> Task requirements: Quote the listing below word for word, starting at its first line and ending with the line that contains "positive clicks: (140, 401)", with both of those lines included.
----
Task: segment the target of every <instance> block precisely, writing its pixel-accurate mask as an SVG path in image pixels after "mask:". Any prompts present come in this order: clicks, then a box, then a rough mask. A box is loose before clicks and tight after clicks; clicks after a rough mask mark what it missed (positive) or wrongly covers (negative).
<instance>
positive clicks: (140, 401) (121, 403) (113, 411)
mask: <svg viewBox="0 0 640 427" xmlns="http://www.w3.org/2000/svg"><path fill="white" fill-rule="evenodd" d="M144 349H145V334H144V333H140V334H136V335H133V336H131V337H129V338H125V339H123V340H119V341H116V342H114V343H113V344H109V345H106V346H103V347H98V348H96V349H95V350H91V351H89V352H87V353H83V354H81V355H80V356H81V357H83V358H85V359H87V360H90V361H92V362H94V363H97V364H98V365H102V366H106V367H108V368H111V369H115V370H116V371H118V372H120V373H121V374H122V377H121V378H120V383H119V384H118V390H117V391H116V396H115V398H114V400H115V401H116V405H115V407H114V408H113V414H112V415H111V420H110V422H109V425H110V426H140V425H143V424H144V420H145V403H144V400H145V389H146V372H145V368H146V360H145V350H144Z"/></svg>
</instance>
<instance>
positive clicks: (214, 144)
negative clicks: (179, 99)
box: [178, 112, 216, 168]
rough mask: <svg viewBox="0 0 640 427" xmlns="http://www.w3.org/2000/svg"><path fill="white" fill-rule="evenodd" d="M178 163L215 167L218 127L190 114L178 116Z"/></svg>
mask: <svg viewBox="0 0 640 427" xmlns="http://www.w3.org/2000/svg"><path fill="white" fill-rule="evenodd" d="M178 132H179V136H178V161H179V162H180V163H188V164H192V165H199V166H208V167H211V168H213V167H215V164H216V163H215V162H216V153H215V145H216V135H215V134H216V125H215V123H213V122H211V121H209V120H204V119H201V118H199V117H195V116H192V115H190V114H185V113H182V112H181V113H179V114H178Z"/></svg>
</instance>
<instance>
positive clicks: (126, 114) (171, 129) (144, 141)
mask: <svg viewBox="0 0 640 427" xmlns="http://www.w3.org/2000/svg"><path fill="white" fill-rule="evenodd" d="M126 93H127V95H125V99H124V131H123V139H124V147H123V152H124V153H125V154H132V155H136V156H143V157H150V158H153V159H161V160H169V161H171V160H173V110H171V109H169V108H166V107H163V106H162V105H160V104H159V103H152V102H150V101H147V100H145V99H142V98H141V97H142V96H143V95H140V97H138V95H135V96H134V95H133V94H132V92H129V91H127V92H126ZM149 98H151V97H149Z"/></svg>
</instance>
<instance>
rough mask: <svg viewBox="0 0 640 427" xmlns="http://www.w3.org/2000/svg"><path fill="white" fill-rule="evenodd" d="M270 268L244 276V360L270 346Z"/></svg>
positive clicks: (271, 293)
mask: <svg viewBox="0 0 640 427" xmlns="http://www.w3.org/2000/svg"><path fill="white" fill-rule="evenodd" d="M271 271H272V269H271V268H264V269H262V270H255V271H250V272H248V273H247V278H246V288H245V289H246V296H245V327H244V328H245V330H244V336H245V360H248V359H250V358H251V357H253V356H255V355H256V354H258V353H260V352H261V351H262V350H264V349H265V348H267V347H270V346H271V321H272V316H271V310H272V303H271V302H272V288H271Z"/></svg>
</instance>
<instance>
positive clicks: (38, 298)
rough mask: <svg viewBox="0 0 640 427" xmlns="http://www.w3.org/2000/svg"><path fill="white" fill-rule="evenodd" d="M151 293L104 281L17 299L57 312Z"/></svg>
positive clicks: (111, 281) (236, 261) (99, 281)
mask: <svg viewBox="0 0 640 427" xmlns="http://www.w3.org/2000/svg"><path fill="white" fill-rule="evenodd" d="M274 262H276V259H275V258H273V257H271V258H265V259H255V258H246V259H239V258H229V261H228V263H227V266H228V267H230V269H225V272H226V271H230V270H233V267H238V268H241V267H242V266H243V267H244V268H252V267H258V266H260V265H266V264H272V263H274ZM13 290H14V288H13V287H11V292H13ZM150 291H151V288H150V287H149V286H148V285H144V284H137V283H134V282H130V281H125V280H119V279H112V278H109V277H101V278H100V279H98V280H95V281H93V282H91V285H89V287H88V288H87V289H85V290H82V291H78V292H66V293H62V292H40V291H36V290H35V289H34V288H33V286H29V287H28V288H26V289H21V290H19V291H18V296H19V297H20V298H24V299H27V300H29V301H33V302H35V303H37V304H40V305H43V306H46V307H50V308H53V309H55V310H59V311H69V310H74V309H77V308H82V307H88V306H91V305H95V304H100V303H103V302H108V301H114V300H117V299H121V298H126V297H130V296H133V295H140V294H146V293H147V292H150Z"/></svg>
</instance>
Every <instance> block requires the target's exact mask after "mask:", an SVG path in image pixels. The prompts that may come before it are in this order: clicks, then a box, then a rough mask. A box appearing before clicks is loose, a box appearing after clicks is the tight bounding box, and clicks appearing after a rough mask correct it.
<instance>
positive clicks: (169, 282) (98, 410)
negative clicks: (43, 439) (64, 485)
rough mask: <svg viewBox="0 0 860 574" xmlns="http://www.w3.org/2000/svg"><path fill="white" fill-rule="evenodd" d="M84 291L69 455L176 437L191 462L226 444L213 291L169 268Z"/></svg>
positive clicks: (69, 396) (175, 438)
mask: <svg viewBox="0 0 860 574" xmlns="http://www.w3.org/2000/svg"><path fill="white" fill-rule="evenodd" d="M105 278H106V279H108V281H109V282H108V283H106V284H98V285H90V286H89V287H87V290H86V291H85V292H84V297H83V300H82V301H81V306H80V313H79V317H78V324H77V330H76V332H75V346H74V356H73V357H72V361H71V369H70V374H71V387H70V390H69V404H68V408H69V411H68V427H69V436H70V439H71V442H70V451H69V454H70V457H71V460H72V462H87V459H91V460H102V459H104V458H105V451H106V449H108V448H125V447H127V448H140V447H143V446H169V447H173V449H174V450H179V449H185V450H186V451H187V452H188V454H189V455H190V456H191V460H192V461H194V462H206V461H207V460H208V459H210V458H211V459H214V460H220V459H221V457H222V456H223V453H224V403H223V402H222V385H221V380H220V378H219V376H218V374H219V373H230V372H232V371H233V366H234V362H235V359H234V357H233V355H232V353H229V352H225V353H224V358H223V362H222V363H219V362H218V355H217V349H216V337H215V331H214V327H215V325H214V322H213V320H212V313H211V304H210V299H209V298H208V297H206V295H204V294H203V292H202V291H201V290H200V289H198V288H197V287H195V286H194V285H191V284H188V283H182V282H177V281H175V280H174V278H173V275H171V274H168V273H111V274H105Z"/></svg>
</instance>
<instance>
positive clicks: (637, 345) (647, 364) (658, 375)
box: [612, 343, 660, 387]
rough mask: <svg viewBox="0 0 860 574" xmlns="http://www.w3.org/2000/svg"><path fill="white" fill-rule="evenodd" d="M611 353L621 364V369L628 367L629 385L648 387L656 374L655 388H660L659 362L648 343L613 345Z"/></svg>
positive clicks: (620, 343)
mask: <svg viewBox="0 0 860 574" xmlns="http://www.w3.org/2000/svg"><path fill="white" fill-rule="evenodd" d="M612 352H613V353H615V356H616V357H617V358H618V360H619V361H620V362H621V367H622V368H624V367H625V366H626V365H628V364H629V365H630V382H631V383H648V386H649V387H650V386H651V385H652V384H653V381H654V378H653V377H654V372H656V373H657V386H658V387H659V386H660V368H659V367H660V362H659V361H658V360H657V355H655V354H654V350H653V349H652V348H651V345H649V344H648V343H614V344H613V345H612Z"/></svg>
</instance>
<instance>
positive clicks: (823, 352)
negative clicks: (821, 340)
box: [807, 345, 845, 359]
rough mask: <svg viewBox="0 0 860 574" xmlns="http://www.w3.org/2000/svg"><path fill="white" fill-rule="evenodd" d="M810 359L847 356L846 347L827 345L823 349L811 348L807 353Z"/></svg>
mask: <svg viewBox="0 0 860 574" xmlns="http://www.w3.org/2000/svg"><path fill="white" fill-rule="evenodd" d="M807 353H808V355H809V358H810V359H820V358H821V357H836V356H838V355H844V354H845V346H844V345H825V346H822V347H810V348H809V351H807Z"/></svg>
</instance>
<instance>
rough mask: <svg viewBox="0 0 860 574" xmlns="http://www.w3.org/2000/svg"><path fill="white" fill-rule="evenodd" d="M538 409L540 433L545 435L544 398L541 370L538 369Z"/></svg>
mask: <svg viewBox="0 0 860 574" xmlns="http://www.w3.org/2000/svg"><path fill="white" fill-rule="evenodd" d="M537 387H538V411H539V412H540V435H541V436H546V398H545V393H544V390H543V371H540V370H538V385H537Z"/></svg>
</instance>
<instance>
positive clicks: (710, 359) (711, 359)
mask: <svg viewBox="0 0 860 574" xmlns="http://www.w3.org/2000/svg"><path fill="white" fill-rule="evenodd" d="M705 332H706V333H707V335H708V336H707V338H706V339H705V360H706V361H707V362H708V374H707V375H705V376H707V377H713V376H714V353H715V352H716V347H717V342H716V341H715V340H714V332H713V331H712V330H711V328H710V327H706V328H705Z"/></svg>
----
> Exercise answer:
Task: segment the target of every <instance> block precisely, writing its pixel-accurate mask as an SVG path in image pixels after "mask:". Any prompts present come in this order: clicks, then a box, then a rough mask. A box is loose before clicks and tight after clicks; clicks after a rough mask mark what it missed (positive) or wrongly covers (negative).
<instance>
positive clicks: (140, 401) (121, 403) (113, 411)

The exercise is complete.